** PROVIDED RECORDS follows **
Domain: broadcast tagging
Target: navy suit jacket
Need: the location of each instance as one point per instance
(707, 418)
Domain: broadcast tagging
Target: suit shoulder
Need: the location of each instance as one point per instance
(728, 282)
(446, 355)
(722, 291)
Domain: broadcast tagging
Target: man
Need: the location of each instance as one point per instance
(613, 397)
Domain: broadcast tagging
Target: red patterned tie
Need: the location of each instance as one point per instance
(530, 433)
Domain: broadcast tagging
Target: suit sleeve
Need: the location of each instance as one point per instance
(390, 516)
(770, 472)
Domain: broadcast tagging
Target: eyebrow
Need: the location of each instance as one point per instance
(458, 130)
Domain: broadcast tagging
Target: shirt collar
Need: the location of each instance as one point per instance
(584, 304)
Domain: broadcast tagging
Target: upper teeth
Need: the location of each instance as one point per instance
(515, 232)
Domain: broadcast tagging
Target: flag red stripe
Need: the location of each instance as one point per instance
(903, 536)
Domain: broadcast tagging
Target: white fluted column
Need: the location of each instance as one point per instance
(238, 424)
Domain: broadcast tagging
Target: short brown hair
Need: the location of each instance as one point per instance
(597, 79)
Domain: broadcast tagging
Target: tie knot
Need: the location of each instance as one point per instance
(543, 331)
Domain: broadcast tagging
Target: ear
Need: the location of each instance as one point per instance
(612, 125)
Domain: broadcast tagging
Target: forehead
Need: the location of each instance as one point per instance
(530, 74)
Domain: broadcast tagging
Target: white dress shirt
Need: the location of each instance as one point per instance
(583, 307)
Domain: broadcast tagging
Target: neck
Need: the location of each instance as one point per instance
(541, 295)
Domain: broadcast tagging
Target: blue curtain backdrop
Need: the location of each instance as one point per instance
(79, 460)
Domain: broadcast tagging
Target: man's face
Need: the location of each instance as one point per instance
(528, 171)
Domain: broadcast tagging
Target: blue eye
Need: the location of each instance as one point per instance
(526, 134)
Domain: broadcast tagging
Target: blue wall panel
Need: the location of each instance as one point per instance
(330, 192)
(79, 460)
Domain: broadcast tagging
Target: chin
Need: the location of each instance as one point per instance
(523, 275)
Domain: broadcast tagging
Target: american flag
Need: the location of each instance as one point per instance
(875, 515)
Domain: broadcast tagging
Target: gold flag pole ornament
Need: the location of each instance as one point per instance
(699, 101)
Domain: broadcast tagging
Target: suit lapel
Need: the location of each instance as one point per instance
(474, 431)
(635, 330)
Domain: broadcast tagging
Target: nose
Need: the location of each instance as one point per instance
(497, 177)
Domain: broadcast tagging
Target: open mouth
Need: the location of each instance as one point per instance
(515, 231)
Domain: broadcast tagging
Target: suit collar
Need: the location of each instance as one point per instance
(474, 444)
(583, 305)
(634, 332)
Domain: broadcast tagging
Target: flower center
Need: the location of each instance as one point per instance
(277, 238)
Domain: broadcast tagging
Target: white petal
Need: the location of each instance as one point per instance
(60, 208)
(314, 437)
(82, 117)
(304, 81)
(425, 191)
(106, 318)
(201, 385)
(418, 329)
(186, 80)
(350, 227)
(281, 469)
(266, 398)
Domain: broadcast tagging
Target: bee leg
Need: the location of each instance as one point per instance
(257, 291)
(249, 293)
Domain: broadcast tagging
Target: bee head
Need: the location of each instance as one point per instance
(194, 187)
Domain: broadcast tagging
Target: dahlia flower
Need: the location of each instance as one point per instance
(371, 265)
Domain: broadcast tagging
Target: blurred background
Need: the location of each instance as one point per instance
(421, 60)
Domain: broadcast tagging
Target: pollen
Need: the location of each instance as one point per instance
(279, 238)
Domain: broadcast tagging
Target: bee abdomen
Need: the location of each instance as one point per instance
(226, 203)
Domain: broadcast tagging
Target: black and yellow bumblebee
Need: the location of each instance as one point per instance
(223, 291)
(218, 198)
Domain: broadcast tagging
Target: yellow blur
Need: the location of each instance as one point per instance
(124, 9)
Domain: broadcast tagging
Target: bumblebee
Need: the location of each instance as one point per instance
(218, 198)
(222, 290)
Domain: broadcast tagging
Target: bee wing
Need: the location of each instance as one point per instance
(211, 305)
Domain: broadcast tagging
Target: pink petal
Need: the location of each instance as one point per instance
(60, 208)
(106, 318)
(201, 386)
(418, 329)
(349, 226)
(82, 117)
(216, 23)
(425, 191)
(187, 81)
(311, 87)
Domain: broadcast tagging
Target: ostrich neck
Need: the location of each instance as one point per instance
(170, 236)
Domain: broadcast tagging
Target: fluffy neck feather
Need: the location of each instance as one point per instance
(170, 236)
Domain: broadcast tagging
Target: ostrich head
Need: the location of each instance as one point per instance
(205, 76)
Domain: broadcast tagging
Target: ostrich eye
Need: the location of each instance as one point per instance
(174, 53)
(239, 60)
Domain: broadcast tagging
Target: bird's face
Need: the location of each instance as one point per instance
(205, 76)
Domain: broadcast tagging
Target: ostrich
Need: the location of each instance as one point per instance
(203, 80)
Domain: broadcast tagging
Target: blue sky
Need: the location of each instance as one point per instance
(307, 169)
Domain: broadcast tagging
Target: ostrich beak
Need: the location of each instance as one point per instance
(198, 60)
** End of PROVIDED RECORDS **
## WORK REQUIRED
Reproduce the entries above in full, exactly as they read.

## SOLUTION TO THE EXERCISE
Domain: broadcast tagging
Target: navy suit jacket
Need: the location of each instance as one point per instance
(707, 418)
Domain: broadcast tagging
Target: suit shoulder
Need: the location of each instance as one point per instance
(728, 282)
(446, 355)
(722, 291)
Domain: broadcast tagging
Target: man
Need: the location of each instance as one point per instance
(613, 397)
Domain: broadcast tagging
Target: red patterned tie
Need: the location of each instance as one point per instance
(530, 433)
Domain: broadcast tagging
Target: suit sleeve
Need: the location of each instance as one point per instance
(390, 516)
(770, 472)
Domain: broadcast tagging
Target: eyebrow
Need: the location of each instance as one point per instance
(458, 130)
Domain: broadcast tagging
Target: shirt collar
Need: the location of each instance as one point per instance
(584, 304)
Domain: broadcast tagging
Target: upper teeth
Need: the location of each instance as one point per instance
(515, 232)
Domain: broadcast tagging
Target: flag red stripe
Need: the location of each instance as one point per instance
(903, 536)
Domain: broadcast tagging
Target: white fluted column
Need: the location of each instance as one point per instance
(238, 424)
Domain: broadcast tagging
Target: short brown hair
Need: the location of each instance as one point per instance
(597, 79)
Domain: broadcast tagging
Target: tie knot
Need: the location of each instance as one point per instance
(543, 331)
Domain: broadcast tagging
Target: ear
Need: the location of each instance as one point per instance
(612, 125)
Domain: broadcast tagging
Target: forehead
Need: the location of each instance as one point per instance
(530, 74)
Domain: broadcast tagging
Target: white dress shirt
Need: the location of each instance as one point per instance
(583, 307)
Domain: broadcast tagging
Target: neck
Need: the location of each instance as one point per instance
(541, 295)
Domain: broadcast tagging
Target: blue curtain backdrop
Need: the location of each instance as one point per instance
(79, 460)
Domain: broadcast tagging
Target: man's face
Need: the location of each instance as one point per instance
(528, 171)
Domain: broadcast tagging
Target: blue eye
Need: the location of each instance as one point per instance
(526, 134)
Domain: broadcast tagging
Target: blue wall panel
Need: the location of each instance as one point per instance
(330, 192)
(79, 460)
Domain: broadcast tagging
Target: chin
Need: the location of each instance as one point per instance
(523, 275)
Domain: broadcast tagging
Target: american flag
Need: the location of each instance as one point per instance
(875, 515)
Domain: broadcast tagging
Target: gold flag pole ornament
Need: the location of each instance as one point per instance
(699, 101)
Domain: broadcast tagging
Target: suit lapel
Need: the location of each instance as one point per instance
(474, 431)
(635, 330)
Domain: broadcast tagging
Target: nose
Need: the location of each instance as one point per instance
(497, 177)
Domain: broadcast tagging
Target: open mouth
Need: the location of each instance as one point per instance
(515, 231)
Domain: broadcast tagging
Target: suit collar
Need: the location of each instance as one point per instance
(474, 444)
(583, 305)
(634, 332)
Domain: broadcast tagging
Target: flower center
Need: the location of each instance as one point per instance
(277, 238)
Domain: broadcast tagging
Target: white petal
Need: the location of each instance as one point per instance
(60, 208)
(314, 437)
(82, 117)
(304, 81)
(425, 191)
(106, 318)
(201, 385)
(418, 329)
(186, 80)
(350, 227)
(281, 469)
(266, 398)
Domain: broadcast tagging
Target: bee leg
Need: the location of each instance as one point per instance
(257, 291)
(249, 293)
Domain: broadcast tagging
Target: bee head
Need: the location of each instance as one point per instance
(194, 187)
Domain: broadcast tagging
Target: dahlia flower
Need: the location of each instance as one point per instance
(371, 265)
Domain: broadcast tagging
Target: blurred background
Need: the location of each instance as one point per instance
(421, 60)
Domain: broadcast tagging
Target: pollen
Need: the location of each instance as one point per instance
(279, 238)
Domain: broadcast tagging
Target: bee abdomen
Need: the location of each instance as one point per instance
(226, 203)
Domain: broadcast tagging
Target: black and yellow bumblebee
Need: the location of each instance as one point per instance
(223, 291)
(218, 198)
Domain: broadcast tagging
Target: yellow blur
Need: the location of each instance as one point per instance
(124, 9)
Domain: broadcast tagging
Target: bumblebee
Need: the location of each instance as one point per instance
(218, 198)
(222, 290)
Domain: broadcast tagging
Target: bee wing
Need: the location of each instance as one point per instance
(211, 305)
Domain: broadcast tagging
Target: pink petal
Need: the location of each instance as one point per instance
(60, 208)
(106, 318)
(201, 386)
(418, 329)
(349, 226)
(82, 117)
(216, 23)
(425, 191)
(187, 81)
(311, 87)
Domain: broadcast tagging
Target: ostrich neck
Need: the location of each instance as one point per instance
(170, 236)
Domain: broadcast tagging
Target: fluffy neck feather
Need: the location of each instance as one point per instance
(170, 236)
Domain: broadcast tagging
Target: ostrich head
Need: the location of each instance as one point per instance
(205, 76)
Domain: broadcast tagging
Target: ostrich eye
Need: the location of each instance as one point per instance
(174, 53)
(239, 60)
Domain: broadcast tagging
Target: bird's face
Need: the location of each instance as one point per instance
(205, 76)
Domain: broadcast tagging
Target: ostrich
Need: the location of each instance as one point per instance
(203, 80)
Domain: broadcast tagging
Target: blue sky
Need: the location of each instance as one point per instance
(307, 169)
Domain: broadcast tagging
Target: ostrich beak
Need: the location of each instance as one point per instance
(198, 60)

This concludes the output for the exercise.